[Excerpts from a point labeling dataset]
"""

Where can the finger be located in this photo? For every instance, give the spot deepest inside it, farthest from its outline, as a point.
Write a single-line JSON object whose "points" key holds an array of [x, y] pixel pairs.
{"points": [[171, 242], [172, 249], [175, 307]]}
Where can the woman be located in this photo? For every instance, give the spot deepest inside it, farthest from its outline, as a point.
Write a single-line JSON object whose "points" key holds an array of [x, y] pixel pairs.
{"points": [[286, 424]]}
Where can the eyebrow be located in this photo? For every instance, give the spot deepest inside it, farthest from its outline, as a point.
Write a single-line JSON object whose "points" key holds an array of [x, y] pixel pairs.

"""

• Instructions to follow
Please set out the listing above as a numbered list, omitting any blank lines.

• Output of the exercise
1. Where can the finger be located in this photo? For every instance, give the spot deepest inside it, farthest from its outline, as a point.
2. Write a single-line JSON object whose "points" key holds an array of [x, y] pixel pairs.
3. {"points": [[171, 242], [172, 249], [175, 307]]}
4. Where can the woman be located in this photo? For every instance, give the spot deepest inside it, farthest from its outline, as a point.
5. Write a single-line JSON object whose "points" key holds an array of [x, y] pixel pairs.
6. {"points": [[286, 424]]}
7. Where can the eyebrow be located in this photo? For every instance, give the spot deepest inside it, farthest from its outline, as a point.
8. Write a single-line JSON object whose "points" key holds an array of [x, y] pixel pairs.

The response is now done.